## Task objective
Below are the records; count how many of their lines carry "window" and give only the number.

## Information given

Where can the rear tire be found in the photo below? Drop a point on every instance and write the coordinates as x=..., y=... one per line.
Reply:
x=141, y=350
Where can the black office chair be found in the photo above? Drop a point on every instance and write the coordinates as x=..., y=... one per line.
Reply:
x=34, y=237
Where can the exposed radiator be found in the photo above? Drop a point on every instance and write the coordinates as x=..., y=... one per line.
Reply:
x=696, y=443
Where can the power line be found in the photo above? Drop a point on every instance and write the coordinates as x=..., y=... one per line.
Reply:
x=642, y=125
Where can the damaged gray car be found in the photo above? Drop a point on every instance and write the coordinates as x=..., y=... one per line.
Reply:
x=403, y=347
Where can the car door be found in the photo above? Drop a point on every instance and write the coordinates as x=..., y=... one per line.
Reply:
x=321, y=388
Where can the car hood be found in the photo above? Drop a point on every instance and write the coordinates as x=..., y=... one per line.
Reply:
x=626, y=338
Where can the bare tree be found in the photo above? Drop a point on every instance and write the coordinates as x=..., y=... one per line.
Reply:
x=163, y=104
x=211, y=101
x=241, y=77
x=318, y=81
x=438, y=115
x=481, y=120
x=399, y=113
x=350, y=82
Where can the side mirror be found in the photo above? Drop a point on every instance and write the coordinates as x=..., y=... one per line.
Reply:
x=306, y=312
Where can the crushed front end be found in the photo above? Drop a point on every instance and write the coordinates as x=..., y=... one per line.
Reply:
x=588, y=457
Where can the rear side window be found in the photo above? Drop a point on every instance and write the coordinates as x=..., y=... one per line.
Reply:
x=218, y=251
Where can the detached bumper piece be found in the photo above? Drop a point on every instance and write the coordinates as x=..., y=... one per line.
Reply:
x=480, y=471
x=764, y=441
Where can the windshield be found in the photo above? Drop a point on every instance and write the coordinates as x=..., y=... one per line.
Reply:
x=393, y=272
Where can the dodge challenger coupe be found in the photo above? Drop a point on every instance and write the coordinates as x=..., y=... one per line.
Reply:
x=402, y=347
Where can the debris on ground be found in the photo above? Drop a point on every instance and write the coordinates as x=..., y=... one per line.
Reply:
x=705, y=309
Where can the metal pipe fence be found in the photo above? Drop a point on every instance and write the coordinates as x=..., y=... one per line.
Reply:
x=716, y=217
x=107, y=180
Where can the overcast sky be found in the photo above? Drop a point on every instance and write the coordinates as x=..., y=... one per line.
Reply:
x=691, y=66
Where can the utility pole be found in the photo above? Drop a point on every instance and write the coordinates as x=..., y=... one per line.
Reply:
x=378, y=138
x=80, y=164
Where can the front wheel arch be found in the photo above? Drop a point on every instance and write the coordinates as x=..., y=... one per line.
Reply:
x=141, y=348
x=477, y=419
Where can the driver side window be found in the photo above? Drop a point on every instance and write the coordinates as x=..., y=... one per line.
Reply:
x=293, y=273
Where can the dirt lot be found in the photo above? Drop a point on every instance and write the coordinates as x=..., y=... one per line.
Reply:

## Answer box
2